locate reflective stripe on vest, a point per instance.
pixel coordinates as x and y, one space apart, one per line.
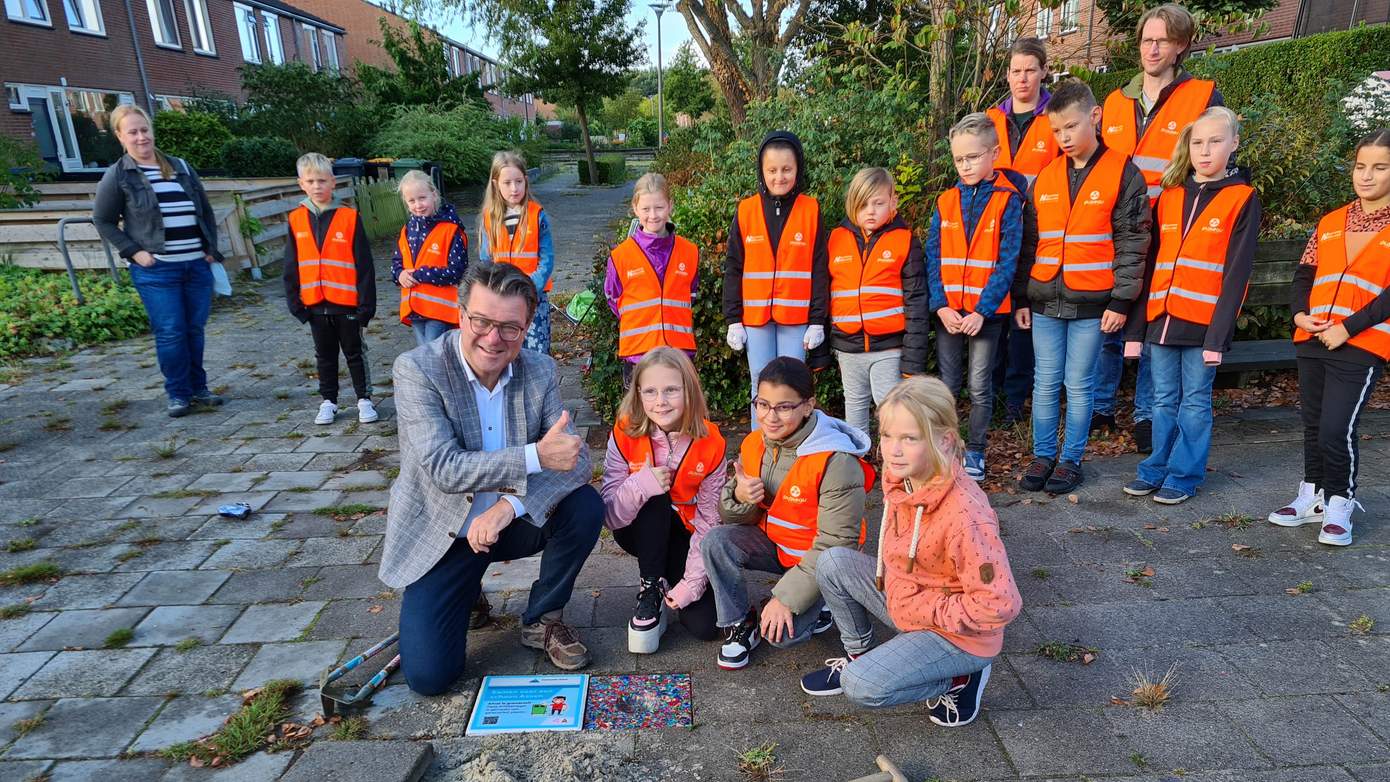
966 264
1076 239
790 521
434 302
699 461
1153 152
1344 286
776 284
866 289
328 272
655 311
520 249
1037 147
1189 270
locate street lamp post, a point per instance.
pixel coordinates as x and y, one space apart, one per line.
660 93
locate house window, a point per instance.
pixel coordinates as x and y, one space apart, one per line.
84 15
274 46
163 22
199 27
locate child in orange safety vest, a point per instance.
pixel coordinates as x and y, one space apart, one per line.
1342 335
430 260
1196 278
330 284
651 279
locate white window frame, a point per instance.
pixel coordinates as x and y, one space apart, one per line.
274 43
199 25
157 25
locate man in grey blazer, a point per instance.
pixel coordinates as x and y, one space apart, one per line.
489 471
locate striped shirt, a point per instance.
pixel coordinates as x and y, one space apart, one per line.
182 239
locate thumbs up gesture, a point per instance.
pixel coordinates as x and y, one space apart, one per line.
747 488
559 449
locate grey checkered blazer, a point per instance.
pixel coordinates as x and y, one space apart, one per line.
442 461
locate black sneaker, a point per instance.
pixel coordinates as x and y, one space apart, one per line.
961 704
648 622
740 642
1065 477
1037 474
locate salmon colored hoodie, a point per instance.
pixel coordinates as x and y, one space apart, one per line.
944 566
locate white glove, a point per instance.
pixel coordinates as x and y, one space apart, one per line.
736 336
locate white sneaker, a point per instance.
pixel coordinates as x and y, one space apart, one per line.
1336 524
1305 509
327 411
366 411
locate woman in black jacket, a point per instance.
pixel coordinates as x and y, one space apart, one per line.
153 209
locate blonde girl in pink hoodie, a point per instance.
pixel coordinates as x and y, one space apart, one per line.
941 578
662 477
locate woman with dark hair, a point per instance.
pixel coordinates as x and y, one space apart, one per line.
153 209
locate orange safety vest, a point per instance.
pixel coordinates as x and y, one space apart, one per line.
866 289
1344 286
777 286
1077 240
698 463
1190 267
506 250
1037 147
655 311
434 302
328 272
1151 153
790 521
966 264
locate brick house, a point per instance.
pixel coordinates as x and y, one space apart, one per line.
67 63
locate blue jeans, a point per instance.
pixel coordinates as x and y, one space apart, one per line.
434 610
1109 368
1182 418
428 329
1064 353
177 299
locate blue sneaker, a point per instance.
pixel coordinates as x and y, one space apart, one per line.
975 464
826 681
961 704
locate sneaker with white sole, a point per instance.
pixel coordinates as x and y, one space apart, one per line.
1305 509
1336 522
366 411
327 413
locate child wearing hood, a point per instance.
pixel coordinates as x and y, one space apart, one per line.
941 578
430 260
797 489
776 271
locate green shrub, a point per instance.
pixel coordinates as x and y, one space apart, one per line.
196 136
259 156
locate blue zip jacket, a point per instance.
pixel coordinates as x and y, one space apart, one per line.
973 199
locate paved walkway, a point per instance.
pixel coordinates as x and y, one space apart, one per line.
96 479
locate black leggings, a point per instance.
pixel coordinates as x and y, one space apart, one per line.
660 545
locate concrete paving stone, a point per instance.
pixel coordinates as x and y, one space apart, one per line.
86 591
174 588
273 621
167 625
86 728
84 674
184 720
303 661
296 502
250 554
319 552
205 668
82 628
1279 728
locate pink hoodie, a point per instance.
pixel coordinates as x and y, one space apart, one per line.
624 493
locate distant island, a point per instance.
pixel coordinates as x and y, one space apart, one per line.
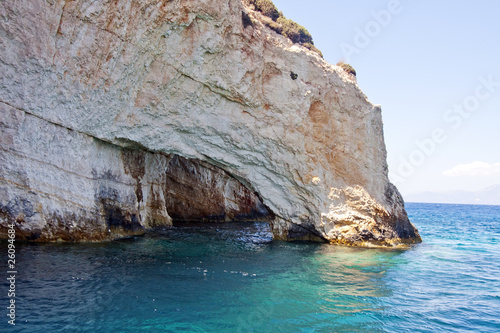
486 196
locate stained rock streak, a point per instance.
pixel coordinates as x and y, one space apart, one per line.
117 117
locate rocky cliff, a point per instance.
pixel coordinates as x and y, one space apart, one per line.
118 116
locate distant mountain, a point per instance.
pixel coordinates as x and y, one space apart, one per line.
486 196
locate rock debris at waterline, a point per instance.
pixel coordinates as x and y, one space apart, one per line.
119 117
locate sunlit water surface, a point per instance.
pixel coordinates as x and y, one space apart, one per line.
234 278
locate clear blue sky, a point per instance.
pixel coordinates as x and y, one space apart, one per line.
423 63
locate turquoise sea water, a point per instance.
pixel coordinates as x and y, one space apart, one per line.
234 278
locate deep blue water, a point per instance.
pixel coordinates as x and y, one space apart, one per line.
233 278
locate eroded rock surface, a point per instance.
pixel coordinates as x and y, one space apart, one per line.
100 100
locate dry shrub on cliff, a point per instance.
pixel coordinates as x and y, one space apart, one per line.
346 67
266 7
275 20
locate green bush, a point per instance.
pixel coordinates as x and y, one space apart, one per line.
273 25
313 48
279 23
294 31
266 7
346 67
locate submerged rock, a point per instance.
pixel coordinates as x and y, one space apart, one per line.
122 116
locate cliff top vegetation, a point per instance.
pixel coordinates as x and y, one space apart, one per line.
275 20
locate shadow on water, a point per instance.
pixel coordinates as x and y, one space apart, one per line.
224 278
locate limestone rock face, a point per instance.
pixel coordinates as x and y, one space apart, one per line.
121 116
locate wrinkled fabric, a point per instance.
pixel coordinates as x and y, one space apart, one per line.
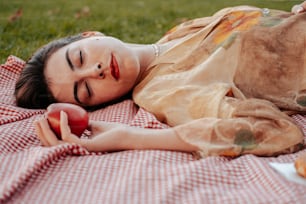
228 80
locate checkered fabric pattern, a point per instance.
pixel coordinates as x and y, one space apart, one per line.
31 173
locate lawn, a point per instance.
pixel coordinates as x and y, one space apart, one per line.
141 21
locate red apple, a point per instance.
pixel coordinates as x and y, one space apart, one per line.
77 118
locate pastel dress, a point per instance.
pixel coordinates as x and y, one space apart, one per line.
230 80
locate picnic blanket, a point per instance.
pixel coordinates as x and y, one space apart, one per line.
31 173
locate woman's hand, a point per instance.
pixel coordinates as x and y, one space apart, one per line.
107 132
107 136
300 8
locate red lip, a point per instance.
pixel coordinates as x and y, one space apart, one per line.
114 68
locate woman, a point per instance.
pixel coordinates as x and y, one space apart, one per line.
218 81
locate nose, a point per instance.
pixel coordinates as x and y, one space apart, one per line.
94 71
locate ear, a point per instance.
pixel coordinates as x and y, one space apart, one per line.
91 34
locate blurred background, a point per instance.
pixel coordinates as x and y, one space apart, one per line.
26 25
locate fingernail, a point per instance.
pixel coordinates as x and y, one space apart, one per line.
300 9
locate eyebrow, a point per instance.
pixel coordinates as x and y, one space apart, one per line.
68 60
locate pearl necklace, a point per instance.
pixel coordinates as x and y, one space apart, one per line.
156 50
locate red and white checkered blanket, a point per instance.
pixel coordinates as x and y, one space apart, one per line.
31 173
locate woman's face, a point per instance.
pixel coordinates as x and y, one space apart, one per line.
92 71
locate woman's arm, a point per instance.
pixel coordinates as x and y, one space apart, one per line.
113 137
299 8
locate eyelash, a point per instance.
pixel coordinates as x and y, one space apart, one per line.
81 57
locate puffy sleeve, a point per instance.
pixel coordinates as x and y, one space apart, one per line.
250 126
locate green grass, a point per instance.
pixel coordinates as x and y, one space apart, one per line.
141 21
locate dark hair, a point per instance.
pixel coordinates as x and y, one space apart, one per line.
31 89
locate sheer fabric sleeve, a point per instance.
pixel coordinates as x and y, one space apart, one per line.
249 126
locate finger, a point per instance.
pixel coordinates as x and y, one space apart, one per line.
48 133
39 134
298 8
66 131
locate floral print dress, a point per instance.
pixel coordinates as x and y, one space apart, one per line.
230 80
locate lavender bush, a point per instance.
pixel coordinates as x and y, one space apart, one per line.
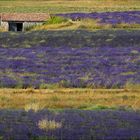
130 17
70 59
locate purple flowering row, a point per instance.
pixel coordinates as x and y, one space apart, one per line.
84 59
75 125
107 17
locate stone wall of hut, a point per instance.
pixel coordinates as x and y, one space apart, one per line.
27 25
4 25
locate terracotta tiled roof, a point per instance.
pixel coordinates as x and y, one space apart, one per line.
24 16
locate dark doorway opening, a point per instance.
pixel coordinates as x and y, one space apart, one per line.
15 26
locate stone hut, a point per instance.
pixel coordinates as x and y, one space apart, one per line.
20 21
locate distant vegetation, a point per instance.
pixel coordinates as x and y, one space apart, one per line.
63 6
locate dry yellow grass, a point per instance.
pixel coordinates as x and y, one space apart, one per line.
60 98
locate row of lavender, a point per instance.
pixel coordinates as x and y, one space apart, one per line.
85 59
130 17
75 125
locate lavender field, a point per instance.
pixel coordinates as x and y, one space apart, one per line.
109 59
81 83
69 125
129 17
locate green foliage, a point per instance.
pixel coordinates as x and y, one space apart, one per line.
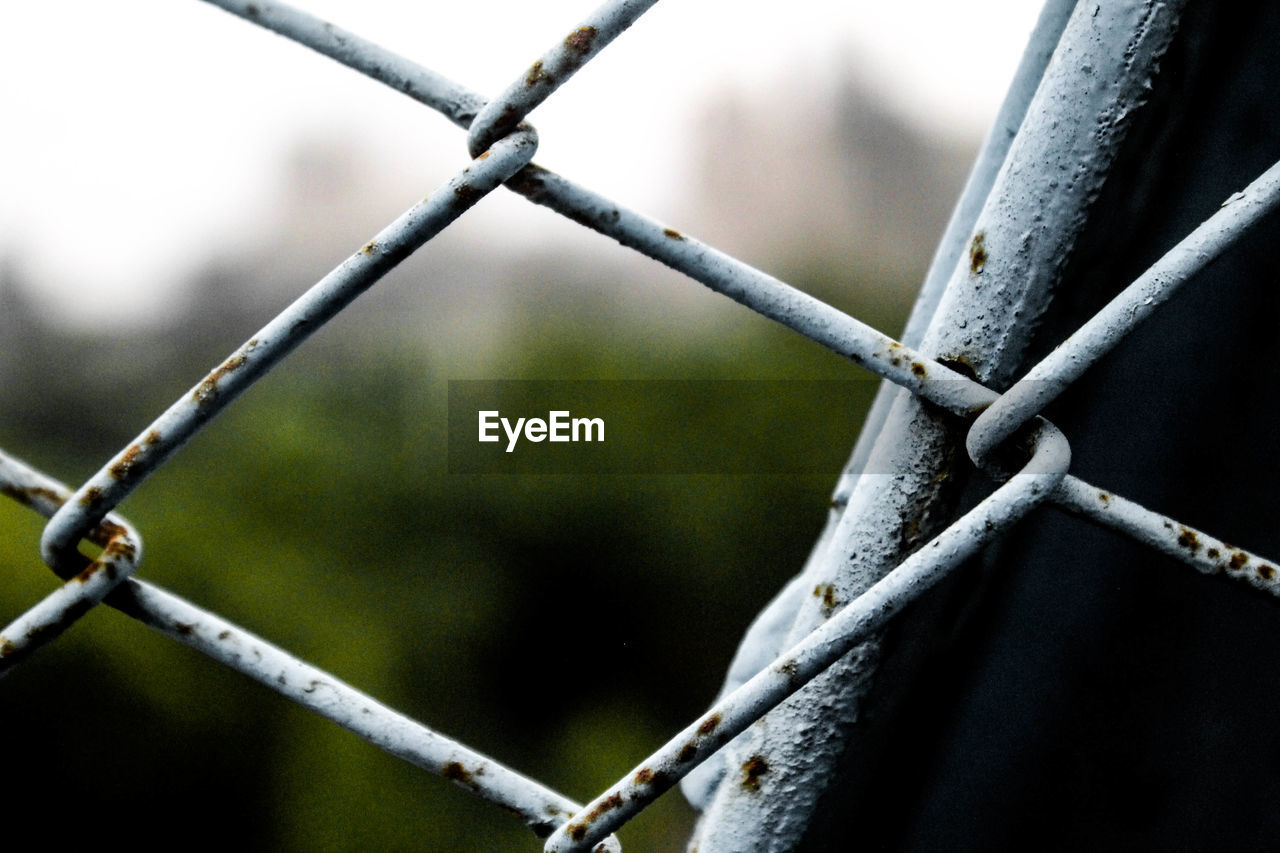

#####

* **Aim**:
Please copy the listing word for word, starting with the line that contains "locate row of lavender, a point per instance." and continuing through the end of the listing, with both ends included. Leave out the pictures.

* **Written response**:
locate row of lavender, a point per instance.
pixel coordinates as x and y, one space apart, one per line.
85 59
130 17
75 125
locate lavender field, a point per instance.
pixel coordinates as x and y, one space apart, one per line.
109 59
81 83
69 125
129 17
locate green foliage, a point per instance.
pixel coordinates as x and y, one space apart, one per line.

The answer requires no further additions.